→ Extracted data:
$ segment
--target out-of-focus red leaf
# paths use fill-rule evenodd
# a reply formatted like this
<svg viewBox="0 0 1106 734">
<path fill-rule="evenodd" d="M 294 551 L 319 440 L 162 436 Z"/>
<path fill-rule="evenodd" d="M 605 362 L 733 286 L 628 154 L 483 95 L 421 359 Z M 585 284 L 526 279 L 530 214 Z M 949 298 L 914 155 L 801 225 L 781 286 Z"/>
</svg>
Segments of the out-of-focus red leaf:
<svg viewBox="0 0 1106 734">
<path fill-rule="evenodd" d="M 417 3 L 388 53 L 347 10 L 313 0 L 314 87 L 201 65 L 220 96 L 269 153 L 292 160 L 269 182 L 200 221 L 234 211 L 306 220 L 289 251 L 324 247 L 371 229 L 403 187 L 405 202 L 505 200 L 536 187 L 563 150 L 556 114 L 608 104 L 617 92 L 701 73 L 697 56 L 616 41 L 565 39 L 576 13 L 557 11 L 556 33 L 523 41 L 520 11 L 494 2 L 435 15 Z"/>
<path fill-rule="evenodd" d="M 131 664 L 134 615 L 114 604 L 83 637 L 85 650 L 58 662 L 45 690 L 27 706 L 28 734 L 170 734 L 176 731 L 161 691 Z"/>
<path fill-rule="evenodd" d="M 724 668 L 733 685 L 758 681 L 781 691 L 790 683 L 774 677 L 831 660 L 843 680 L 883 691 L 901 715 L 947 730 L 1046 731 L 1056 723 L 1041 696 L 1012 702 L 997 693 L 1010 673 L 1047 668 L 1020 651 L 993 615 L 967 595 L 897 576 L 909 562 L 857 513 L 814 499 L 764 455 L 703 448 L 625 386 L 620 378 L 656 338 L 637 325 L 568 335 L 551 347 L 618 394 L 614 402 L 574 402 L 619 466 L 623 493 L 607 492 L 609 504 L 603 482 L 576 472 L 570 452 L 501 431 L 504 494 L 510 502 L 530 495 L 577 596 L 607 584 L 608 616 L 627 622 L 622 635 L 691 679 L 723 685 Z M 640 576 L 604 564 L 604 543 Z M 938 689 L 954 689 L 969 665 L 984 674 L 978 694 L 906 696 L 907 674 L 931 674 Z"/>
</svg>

→ What this task involves:
Give the lines from the very start of the records through the line containing "417 3 L 388" as a Markdown table with two columns, No. and Text. Put the row number in No. and the line itself in Text, and skip any blank lines.

→ Written reply:
| No. | Text |
|---|---|
| 1 | $ segment |
| 2 | --target out-of-focus red leaf |
| 3 | # paths use fill-rule evenodd |
| 4 | # a reply formatted like this |
| 5 | <svg viewBox="0 0 1106 734"> |
| 6 | <path fill-rule="evenodd" d="M 294 551 L 319 440 L 162 436 Z"/> |
| 7 | <path fill-rule="evenodd" d="M 605 362 L 733 286 L 628 154 L 483 95 L 421 359 Z M 585 284 L 526 279 L 530 214 Z M 949 298 L 914 155 L 801 225 L 781 286 Z"/> |
| 8 | </svg> |
| 9 | Segments of the out-of-focus red leaf: |
| 10 | <svg viewBox="0 0 1106 734"> |
| 11 | <path fill-rule="evenodd" d="M 417 3 L 388 53 L 347 10 L 313 0 L 314 87 L 201 65 L 220 96 L 269 153 L 292 160 L 269 182 L 200 221 L 234 211 L 306 220 L 289 251 L 324 247 L 371 229 L 403 187 L 405 202 L 505 200 L 536 187 L 563 150 L 556 114 L 608 104 L 617 92 L 701 73 L 697 56 L 616 41 L 565 39 L 576 13 L 557 11 L 556 33 L 523 41 L 520 11 L 494 2 L 435 15 Z"/> |